_What is being asked_
Return each line in the records below that contains the string "arched". Copy those lines without changing them.

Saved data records
┄┄┄┄┄┄┄┄┄┄

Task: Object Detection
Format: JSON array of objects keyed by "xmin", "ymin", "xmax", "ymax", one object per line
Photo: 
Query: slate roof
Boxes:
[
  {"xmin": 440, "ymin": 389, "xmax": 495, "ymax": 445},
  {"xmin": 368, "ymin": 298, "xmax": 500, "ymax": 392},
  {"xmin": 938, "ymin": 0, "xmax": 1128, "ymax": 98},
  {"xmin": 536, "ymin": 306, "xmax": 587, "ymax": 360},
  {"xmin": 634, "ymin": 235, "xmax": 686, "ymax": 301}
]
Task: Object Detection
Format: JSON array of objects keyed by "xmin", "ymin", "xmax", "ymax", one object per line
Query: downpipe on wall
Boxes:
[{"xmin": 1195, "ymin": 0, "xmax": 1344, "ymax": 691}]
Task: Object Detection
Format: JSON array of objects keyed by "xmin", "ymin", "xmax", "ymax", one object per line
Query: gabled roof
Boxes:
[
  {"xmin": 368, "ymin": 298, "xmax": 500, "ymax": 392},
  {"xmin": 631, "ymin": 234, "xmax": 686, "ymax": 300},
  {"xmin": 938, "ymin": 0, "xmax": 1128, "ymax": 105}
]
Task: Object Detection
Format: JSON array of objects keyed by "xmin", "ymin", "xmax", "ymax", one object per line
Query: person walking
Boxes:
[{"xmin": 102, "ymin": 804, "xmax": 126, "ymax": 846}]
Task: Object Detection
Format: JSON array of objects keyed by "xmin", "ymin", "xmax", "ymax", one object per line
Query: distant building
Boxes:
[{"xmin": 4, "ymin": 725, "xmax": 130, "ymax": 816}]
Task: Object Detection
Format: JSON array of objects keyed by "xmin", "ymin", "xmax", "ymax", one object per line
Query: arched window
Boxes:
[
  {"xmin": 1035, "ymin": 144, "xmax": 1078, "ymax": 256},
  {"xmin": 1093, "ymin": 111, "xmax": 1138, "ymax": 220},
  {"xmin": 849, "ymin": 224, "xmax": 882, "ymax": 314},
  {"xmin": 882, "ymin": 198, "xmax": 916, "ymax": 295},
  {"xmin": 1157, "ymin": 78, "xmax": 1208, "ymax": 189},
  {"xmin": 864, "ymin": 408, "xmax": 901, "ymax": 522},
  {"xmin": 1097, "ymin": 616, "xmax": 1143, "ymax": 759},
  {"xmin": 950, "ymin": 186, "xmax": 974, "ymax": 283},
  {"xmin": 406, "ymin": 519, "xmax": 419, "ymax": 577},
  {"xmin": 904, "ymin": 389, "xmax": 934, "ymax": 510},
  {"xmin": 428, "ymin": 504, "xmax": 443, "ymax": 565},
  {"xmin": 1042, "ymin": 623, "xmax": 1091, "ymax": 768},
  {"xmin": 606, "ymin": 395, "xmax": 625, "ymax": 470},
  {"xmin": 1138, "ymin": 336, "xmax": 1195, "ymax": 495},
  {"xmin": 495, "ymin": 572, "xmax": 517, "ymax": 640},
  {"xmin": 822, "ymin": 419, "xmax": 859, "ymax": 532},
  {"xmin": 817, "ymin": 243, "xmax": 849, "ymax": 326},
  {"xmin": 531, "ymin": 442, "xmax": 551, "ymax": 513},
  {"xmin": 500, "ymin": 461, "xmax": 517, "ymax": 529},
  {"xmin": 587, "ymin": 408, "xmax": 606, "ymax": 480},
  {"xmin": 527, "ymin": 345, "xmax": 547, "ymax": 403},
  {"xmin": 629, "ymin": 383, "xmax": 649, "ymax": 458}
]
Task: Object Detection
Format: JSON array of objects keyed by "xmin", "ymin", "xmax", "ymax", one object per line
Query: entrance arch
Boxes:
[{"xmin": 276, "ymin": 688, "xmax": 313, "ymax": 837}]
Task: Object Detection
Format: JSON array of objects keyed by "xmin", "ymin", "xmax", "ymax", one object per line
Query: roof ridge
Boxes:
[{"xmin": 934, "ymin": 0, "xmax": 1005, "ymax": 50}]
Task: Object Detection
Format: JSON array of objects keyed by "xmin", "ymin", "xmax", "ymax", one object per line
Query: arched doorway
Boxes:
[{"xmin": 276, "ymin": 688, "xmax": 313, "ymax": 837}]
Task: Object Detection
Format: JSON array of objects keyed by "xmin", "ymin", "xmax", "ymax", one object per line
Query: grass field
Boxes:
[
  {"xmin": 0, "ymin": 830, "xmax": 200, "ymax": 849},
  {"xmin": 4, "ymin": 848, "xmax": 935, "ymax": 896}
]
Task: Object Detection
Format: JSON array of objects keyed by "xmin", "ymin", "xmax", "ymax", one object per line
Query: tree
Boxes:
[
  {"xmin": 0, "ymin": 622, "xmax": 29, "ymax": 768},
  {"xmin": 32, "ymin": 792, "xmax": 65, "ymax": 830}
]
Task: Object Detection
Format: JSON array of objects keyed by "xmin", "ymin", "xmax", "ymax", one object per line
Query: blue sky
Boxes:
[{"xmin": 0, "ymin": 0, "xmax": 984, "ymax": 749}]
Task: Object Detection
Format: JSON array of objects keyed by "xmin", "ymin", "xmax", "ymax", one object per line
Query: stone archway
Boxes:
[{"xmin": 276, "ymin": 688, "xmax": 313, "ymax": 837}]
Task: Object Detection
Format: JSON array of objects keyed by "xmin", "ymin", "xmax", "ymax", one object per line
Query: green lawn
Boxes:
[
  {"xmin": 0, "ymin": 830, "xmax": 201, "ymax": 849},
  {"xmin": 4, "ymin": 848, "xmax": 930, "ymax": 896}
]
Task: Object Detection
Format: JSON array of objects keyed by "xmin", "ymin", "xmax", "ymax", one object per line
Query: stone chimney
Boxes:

┄┄┄┄┄┄┄┄┄┄

_Worked solution_
Query: arched window
Query: arched doorway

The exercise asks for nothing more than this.